Data for the task:
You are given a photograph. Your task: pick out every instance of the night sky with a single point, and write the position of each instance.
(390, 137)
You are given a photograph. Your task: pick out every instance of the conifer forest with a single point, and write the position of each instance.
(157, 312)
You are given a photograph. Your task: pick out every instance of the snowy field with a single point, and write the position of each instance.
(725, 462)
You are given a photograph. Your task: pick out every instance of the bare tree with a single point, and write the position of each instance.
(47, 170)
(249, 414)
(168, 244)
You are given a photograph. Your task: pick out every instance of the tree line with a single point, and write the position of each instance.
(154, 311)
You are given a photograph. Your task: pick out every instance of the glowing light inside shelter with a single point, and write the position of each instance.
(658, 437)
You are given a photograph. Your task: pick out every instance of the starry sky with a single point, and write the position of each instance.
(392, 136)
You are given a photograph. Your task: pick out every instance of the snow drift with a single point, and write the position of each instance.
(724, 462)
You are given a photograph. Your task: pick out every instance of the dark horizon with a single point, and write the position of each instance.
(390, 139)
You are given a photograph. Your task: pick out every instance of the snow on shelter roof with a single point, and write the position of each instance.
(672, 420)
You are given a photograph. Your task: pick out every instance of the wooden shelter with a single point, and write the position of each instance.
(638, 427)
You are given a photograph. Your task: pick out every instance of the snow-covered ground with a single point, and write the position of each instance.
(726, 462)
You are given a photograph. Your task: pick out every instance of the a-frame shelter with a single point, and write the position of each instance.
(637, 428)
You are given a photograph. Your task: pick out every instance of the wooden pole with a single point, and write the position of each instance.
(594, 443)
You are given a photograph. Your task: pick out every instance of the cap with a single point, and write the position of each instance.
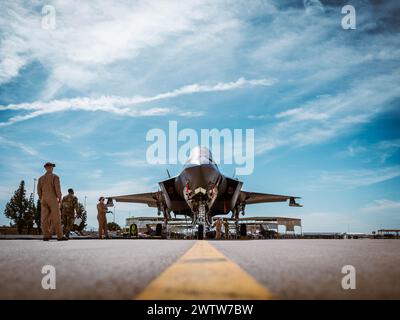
(49, 164)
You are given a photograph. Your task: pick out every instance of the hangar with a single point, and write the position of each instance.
(255, 227)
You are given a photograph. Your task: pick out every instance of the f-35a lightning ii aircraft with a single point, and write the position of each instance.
(201, 191)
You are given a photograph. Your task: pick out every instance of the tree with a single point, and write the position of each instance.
(17, 207)
(112, 226)
(37, 216)
(81, 213)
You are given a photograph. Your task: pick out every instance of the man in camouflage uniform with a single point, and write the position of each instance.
(49, 192)
(69, 207)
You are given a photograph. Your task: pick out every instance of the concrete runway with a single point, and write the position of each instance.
(121, 269)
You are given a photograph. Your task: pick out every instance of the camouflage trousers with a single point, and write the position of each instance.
(67, 220)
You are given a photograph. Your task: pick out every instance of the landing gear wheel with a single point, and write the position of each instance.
(200, 232)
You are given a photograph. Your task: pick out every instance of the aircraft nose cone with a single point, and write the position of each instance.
(200, 177)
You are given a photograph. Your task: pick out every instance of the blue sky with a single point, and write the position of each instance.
(323, 101)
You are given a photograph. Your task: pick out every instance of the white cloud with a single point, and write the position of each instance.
(358, 178)
(124, 106)
(21, 146)
(382, 206)
(332, 116)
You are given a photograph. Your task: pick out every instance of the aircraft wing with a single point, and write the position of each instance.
(255, 197)
(149, 198)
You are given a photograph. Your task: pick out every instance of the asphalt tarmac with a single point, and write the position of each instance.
(122, 269)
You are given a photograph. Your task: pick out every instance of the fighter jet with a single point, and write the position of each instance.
(201, 191)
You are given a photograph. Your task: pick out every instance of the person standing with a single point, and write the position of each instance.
(218, 227)
(102, 218)
(69, 207)
(49, 192)
(226, 227)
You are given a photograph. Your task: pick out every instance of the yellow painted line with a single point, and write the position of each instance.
(204, 273)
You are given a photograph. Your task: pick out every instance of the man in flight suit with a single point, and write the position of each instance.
(226, 227)
(69, 207)
(49, 192)
(102, 218)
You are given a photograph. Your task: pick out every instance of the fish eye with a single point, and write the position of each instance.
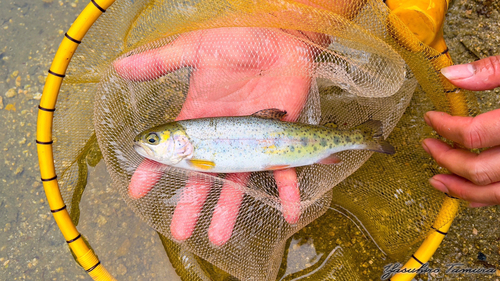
(153, 138)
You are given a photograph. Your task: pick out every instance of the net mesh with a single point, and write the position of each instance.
(149, 62)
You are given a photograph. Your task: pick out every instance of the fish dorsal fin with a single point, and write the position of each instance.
(201, 164)
(270, 113)
(330, 160)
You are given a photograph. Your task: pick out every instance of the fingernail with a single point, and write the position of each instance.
(460, 71)
(426, 148)
(427, 119)
(438, 185)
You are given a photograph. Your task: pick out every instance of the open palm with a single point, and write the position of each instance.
(235, 72)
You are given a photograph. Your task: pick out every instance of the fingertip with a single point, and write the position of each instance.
(180, 232)
(438, 184)
(219, 238)
(478, 205)
(291, 212)
(459, 71)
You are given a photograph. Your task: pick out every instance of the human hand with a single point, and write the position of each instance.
(230, 80)
(476, 177)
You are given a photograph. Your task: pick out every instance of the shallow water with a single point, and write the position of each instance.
(31, 246)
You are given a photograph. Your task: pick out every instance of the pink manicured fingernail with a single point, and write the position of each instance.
(438, 185)
(460, 71)
(427, 119)
(426, 148)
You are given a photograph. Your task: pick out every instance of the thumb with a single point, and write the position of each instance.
(154, 63)
(477, 76)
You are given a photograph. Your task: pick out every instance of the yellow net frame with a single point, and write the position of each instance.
(87, 258)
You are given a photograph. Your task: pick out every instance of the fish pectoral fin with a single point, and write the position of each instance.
(330, 160)
(201, 164)
(270, 113)
(276, 167)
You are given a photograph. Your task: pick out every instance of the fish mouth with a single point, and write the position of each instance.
(143, 150)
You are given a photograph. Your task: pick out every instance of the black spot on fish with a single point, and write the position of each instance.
(323, 142)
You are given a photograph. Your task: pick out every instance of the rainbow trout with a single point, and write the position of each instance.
(252, 143)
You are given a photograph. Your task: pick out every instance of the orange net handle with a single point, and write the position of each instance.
(84, 255)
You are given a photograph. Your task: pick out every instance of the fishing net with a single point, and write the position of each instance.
(145, 63)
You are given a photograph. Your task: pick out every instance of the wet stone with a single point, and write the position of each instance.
(11, 93)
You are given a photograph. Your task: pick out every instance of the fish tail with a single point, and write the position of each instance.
(374, 130)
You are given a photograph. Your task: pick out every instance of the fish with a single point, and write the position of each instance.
(257, 142)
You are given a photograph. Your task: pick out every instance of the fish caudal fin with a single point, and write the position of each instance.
(375, 129)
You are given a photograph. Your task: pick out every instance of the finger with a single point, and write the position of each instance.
(478, 205)
(226, 211)
(481, 169)
(462, 188)
(473, 132)
(188, 208)
(147, 174)
(157, 62)
(477, 76)
(288, 190)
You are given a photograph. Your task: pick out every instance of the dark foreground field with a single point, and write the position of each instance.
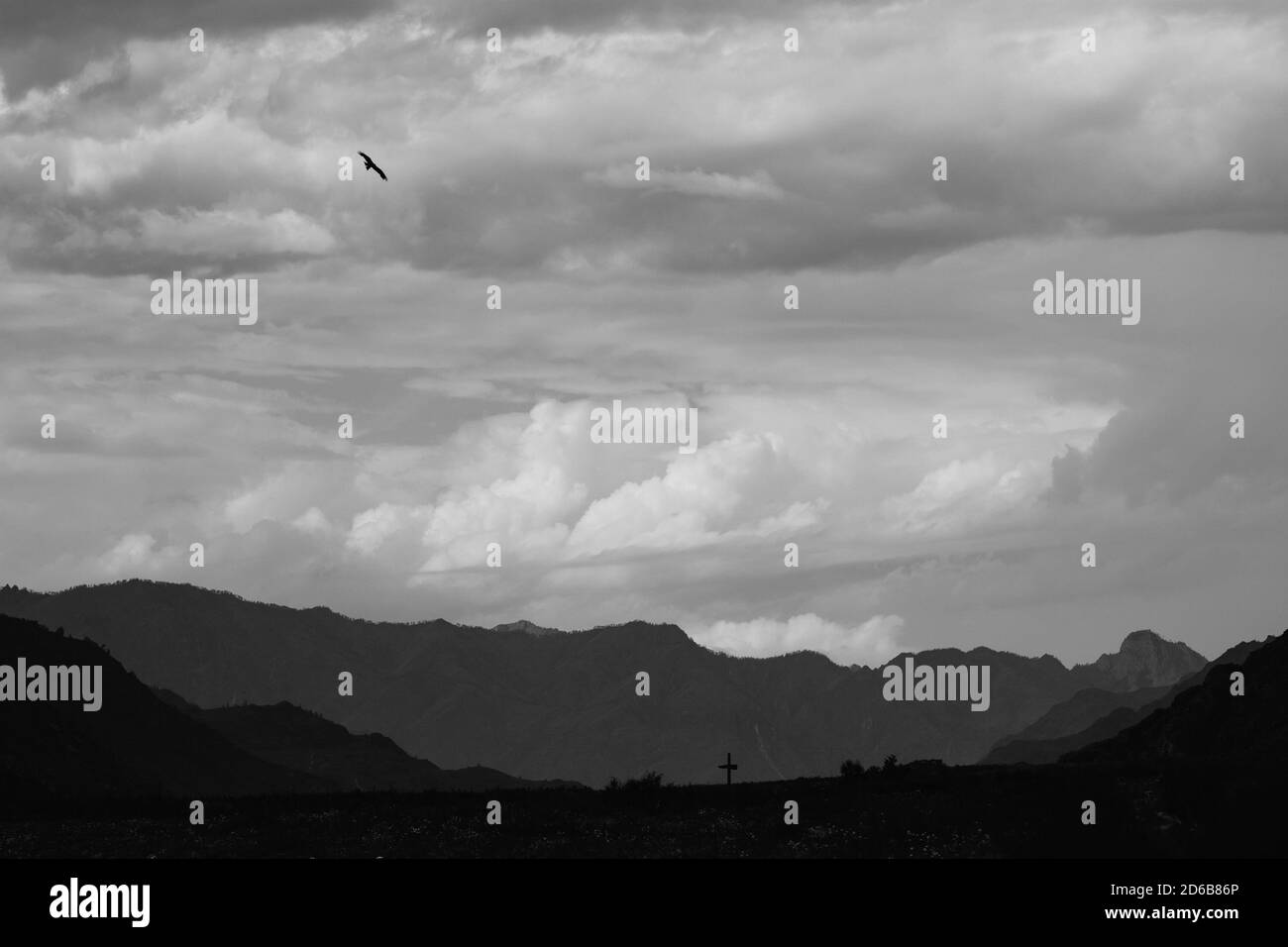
(969, 812)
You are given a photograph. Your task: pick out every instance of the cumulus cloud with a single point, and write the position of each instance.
(870, 643)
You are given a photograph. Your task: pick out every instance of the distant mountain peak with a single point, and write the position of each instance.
(1145, 659)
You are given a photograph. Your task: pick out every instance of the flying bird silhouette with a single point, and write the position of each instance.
(373, 165)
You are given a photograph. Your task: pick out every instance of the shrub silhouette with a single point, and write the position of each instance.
(649, 783)
(851, 770)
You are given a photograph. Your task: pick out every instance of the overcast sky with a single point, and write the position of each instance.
(768, 167)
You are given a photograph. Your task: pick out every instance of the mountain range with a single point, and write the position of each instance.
(548, 705)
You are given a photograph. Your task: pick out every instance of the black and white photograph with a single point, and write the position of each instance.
(532, 433)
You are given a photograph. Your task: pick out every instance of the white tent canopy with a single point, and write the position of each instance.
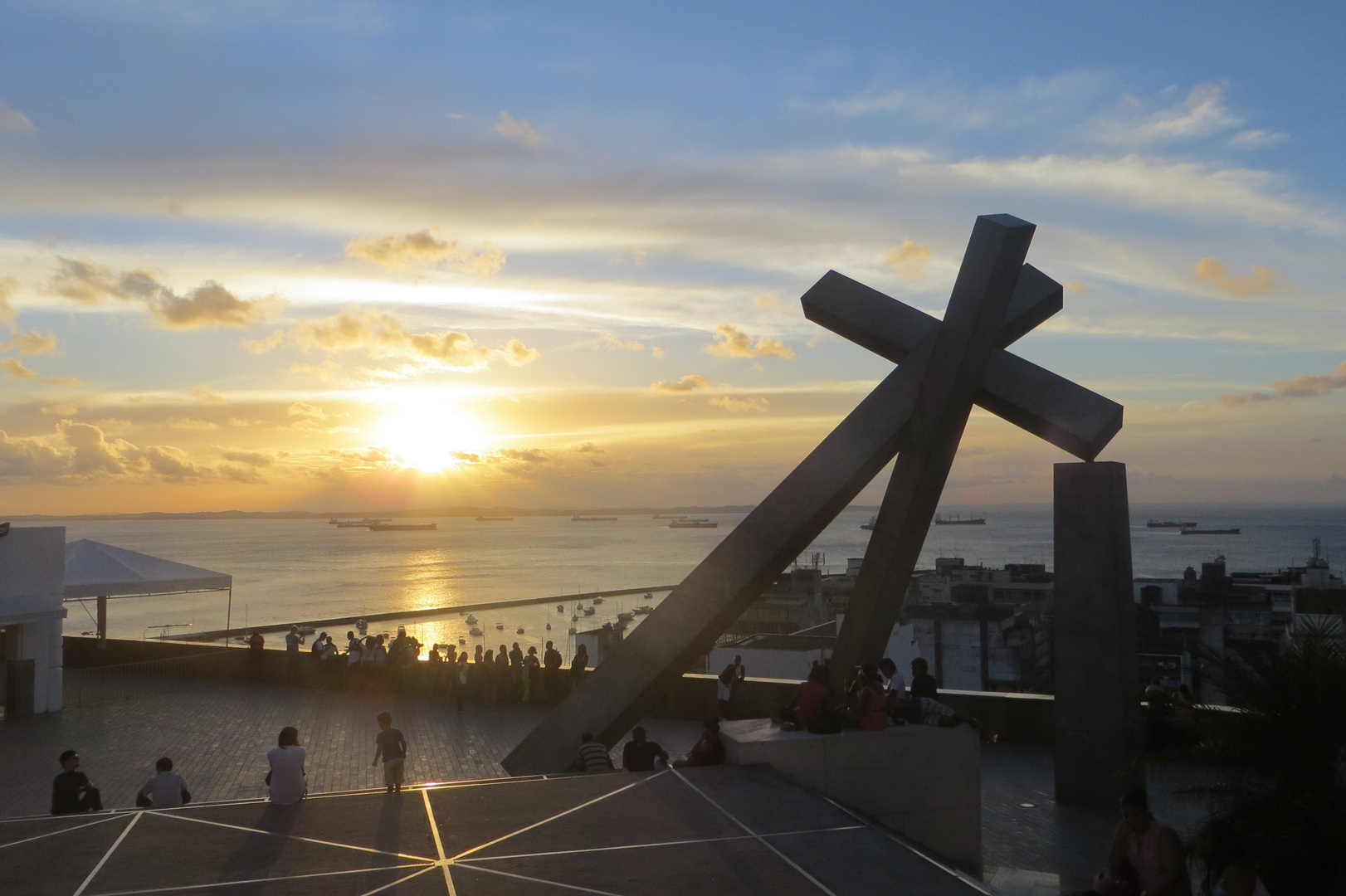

Required work: Rewrite all of the data above, substituting "one point" for every occurrence of "single point" and leaving everything else unchanged. Omit the pictures from your answer.

Output below:
You are given a photograph. Your task: pick out every instance of the night sky with a one point, and write the position of each instance.
(390, 137)
You are given a photograph. Your task: pick out every instance of the conifer forest with a one point, and write the position of each instance.
(157, 312)
You are given a photograph. Your task: pick out every instance of the snowy field with a one point, and write the position of each instance.
(725, 462)
You are given a photograph. Your task: pick out every instance of the bare tree with a one point, and write the position of each instance.
(47, 170)
(249, 414)
(168, 244)
You are given a photograph. Your task: pick out every instance of the tree line with a one point, and write the position of each instance.
(154, 311)
You are given a photograph. Your task: pick out every instance of the glowing light inside shelter with a one point, and write the position of each instance.
(658, 437)
You are given a photograph. Your task: pick out every instance of the starry sky with a one point, and write the position of each instance.
(392, 136)
You are given a photograph. Your task: pick out every instance of the snow drift with a one point, and write the position of each instance.
(724, 462)
You are given a photograph. Your task: pick out every instance of the dark horizon with a one point, and write the position of each instance.
(390, 139)
You are given a photograph. Your task: pick out every instance of the snow on shelter roof with a one point, and write the position of each instance.
(672, 420)
You are given a photograph. Your task: pick out every instance of the wooden shelter with a one point, and write the position of each instance.
(638, 427)
You are given a photograph. Your task: pick out every instance of the snow-covered ground with a one point, and write the position of each instance.
(726, 462)
You are given a photograph. Your task: pick out every instance of the a-frame shelter with a one point, and write the position of each instance.
(637, 428)
You are given a photograph. Your task: pick out every instance of the wooden pole with a one point, and write the position of each instance.
(594, 443)
You are given a photograph. Your task: pick out every instance of the cap with a one point, and write the position of each instance.
(49, 164)
You are given a photograph. Your task: pick out every instance of the hangar with a one point, and write the position of each instance.
(255, 227)
You are given a photograph. Your task: pick out every instance of the f-35a lightning ii aircraft with a one point, and write the position of each instance.
(201, 191)
You are given a photograph. Your task: pick out every instance of the tree with a one point, and write the position of each instance.
(17, 207)
(112, 226)
(37, 216)
(81, 213)
You are given a photograph. Your task: pick out every instance of the man in camouflage uniform with a one point, and write the position of each instance.
(49, 192)
(69, 207)
You are given a photograph. Your task: pick out every instance of the concrete runway with a one point, and write the position of each instance.
(121, 269)
You are given a photograph. Your task: pick out every instance of the camouflage trousers with a one point, and write the position of each instance.
(67, 220)
You are given a photograph. Your task: pick out every instance of the landing gear wheel with a one point, and write the position of each instance.
(200, 232)
You are given a photograph. Your task: pick out every instance of the aircraft nose cone with a one point, and write the position of each instance.
(200, 177)
You are given a photograph. Your task: pick out every instance of the blue sky with a one point, and write the position of each instance.
(323, 101)
You are given a photograph. Your task: pick out every instance of the white cloud with a one point, and write the position of each instance.
(358, 178)
(124, 106)
(21, 146)
(382, 206)
(332, 116)
You are given a photograph. Your task: pick out every instance of the aircraft wing with a one point, and write the position of each instance.
(255, 197)
(149, 198)
You are given a photograph. Your task: pick out every instance of the asphalt tarmac with a one point, and write the position of each instance.
(122, 269)
You are given a photograph. Your task: pick out every instance of the fighter jet with a one point, and write the position of each instance.
(201, 191)
You are given a photograph. Your task: pick out every instance of the person standing with a one point, and write the position of each instance.
(218, 227)
(102, 218)
(69, 207)
(49, 192)
(226, 227)
You are given a photograph. Your task: pick out every instance of the yellow painted line with a one point, and write the position of each instance.
(204, 273)
You are given a photograph. Your task: pick out every instance of the man in flight suit with a one point, and write the position of each instance.
(226, 227)
(69, 207)
(49, 192)
(102, 218)
You are given a photograph. Your task: pick out every instance of the fish eye with a one point, and write the position of each instance.
(153, 138)
You are given a photograph. Your task: pick out every instance of the net mesh with a one point, and write the position of each instance.
(149, 62)
You are given a photograph. Your task: pick out every instance of the fish dorsal fin with a one point, and write the position of each instance.
(201, 164)
(270, 113)
(330, 160)
You are given a photograph. Your task: pick out every instance of the fingernail with a one point, and write the position of each instance.
(460, 71)
(426, 148)
(427, 119)
(438, 185)
You are given a photograph. Your task: pick out every instance of the open palm with a one point, and write the position of each instance.
(235, 72)
You are given a photograph. Your task: pick out every instance of the fingertip with a one point, and write the position of each instance.
(180, 232)
(438, 184)
(219, 238)
(478, 205)
(291, 212)
(459, 71)
You are given a photograph. Your task: pick out every instance of the human hand with a one point, and write the position of each instance.
(230, 80)
(476, 177)
You are given a photograph. Your task: pick out every instance of the shallow water with a one point, and write the position of each instance.
(31, 246)
You are given a photograph. Your task: pick out every instance of the pink manicured fingernail with a one point, and write the position of each instance.
(438, 185)
(460, 71)
(427, 119)
(426, 148)
You are given a photograph. Your task: pick out every instance of the thumb with a one point, and write the position of each instance.
(154, 63)
(477, 76)
You are given a photograph. Your task: pick out every instance of the yellow net frame with a one point, and write the position of each instance.
(87, 258)
You are given a photograph. Your task: pick out every instance of the fish pectoral fin with a one point, and write the position of each instance.
(330, 160)
(201, 164)
(270, 113)
(276, 167)
You are given a photograph. Your task: pick out every instance of the fish mouth with a one point, and write the position of each instance.
(143, 150)
You are given a photograph. Your task: pick out every instance of the black spot on fish with a one point, and write the position of each instance.
(323, 142)
You are given a photograph. Your task: pick out every instance of the rainbow trout with a one point, and write the position of each instance.
(252, 143)
You are given a photograph. Your task: pick out every instance of the orange net handle with a one point, and write the position of each instance.
(84, 255)
You are given a photograph. Your task: pick out every instance of the fishing net with a one point, and write the position of each instance.
(145, 63)
You are given a photograph. Your task: pick out every instance of the wet stone with a one point, and write the position of each instance.
(11, 93)
You are given a photograph. Your task: pick out every instance of the fish tail with a one point, and write the position of each instance.
(374, 130)
You are given a photograph. Your task: pick out every instance of the fish with a one point, and write the position of each instance.
(257, 142)
You are given a photograph. Your task: pick out every instance of the fish caudal fin with a one point, and write the position of each instance.
(375, 129)
You are given a photograph. Your task: pick out every instance of the finger with a one point, and write the position of each instance.
(478, 205)
(226, 211)
(481, 169)
(462, 188)
(473, 132)
(188, 208)
(147, 174)
(157, 62)
(477, 76)
(288, 190)
You are given a photograph. Your task: pick out every instance of the dark foreground field with a one point, and write the position of each instance.
(969, 812)
You are given a photograph. Your task: pick out every instance of the cumulus cloud with a one point, and write the position of each instance.
(870, 643)
You are given a photograph. Your task: pick out every instance of the distant mountain peak with a one point, and write the position of each instance.
(1145, 659)
You are given a photograph. Your task: pick out every instance of the flying bird silhouette with a one point, and write the position of each instance.
(373, 165)
You are given a photograph. Your task: pick out every instance of the shrub silhouette with a one point, and write the position of each instance.
(649, 783)
(851, 770)
You are given a photograph. Your task: pick out every instance of the overcast sky with a one point, and write the position of each instance.
(768, 167)
You are given a photograph. Your task: pick out every instance of the mountain range with a one point, and write the position of each instance.
(548, 705)
You are given a photograph. Your task: pick out every instance of the black and white photograph with a one point, and write the position of each instance.
(532, 433)
You are given a photograph. Your task: pick out every instance of the white tent canopy with a one point, and write the position of each instance.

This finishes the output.